• 実施する課題:
以下のすべての行を、一字一句変えずに書き写してください。

• 表示データ:

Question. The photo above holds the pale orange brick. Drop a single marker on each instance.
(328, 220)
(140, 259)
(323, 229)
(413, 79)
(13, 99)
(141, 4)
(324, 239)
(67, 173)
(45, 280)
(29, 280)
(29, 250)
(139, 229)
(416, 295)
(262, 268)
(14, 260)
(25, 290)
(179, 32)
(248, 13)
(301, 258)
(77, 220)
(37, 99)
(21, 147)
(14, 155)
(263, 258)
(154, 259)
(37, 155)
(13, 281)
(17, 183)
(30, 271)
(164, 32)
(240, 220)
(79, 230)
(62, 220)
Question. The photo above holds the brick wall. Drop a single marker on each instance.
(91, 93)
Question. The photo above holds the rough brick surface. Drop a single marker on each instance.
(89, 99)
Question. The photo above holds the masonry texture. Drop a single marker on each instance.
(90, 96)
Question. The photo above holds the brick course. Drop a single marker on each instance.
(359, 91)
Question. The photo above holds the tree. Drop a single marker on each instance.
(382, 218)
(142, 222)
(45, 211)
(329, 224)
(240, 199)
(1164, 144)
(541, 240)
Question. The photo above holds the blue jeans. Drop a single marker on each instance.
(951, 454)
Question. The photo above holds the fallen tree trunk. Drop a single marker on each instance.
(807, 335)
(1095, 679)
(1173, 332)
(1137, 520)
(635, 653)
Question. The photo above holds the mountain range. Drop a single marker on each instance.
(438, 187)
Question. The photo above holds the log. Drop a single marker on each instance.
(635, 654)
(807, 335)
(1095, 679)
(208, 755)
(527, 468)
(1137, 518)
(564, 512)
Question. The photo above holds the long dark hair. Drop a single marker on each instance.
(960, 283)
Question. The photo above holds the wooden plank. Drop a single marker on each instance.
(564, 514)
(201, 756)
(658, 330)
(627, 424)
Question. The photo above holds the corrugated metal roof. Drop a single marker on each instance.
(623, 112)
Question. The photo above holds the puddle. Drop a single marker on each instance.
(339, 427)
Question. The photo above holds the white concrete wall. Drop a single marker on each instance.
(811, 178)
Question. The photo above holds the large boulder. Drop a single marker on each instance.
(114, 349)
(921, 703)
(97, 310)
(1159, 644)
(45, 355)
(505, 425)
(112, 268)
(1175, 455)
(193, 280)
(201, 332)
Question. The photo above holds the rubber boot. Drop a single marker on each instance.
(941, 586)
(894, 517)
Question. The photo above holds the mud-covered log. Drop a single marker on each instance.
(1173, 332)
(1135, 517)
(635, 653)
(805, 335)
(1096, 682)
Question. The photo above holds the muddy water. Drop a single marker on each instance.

• 演習の解答:
Question. The photo above holds the pale orange brick. Drop a single marker on each instance.
(328, 220)
(140, 259)
(323, 229)
(413, 79)
(13, 99)
(141, 4)
(324, 239)
(67, 173)
(45, 280)
(29, 280)
(29, 250)
(139, 229)
(416, 295)
(262, 268)
(14, 260)
(25, 290)
(179, 32)
(248, 13)
(301, 258)
(77, 220)
(37, 99)
(21, 147)
(14, 155)
(263, 258)
(154, 259)
(37, 155)
(13, 281)
(17, 183)
(30, 271)
(164, 32)
(240, 220)
(79, 230)
(62, 220)
Question. The photo above holds the brick wall. Drop a single marker on each instance.
(91, 93)
Question. The photo above holds the rough brick surface. Drop a single marker on each instance.
(89, 99)
Question. The photo above holds the masonry texture. Drop a single marker on each instance.
(90, 96)
Question. The photo above holds the brick course. Drop a single marker on each instance.
(359, 91)
Question. The photo above holds the tree. Drop a single marker on each instance.
(382, 218)
(142, 222)
(45, 211)
(329, 224)
(240, 199)
(1164, 144)
(541, 240)
Question. The photo above holds the blue jeans. Drop a single marker on each instance.
(951, 454)
Question. The photo above holds the fallen tree trunk. Drop a single marker on each instance.
(807, 335)
(1095, 679)
(1173, 332)
(1137, 520)
(635, 653)
Question. The photo above holds the mountain range. Drop a single marker on each instance.
(438, 187)
Question. The photo above holds the log. Drop a single marker on each instance.
(635, 654)
(807, 335)
(1095, 679)
(208, 755)
(527, 468)
(1137, 518)
(564, 512)
Question. The photo above holds the long dark hair. Drop a single marker on each instance.
(960, 283)
Question. The photo above holds the wooden plank. Drop a single marker on each instance.
(564, 514)
(201, 756)
(658, 330)
(627, 424)
Question. The photo above holds the corrugated metal roof. Drop a single marker on each instance.
(623, 112)
Question. The photo above holds the puddle. Drop a single marker on each instance.
(339, 427)
Question. The photo above holds the white concrete wall. Drop a single marker on each instance.
(811, 178)
Question. The photo above holds the large boulder. Drop a single marker on each instance.
(114, 349)
(921, 703)
(97, 310)
(1159, 644)
(45, 355)
(505, 425)
(112, 268)
(1175, 455)
(193, 280)
(201, 332)
Question. The photo above holds the rubber boot. Drop a single marker on each instance.
(941, 586)
(894, 517)
Question. The photo above holds the mud-covered log. Drop a single marker on each instance.
(1173, 332)
(1135, 517)
(635, 653)
(805, 335)
(1096, 682)
Question. The photo above holds the muddy water. Drop a single marker on each instance.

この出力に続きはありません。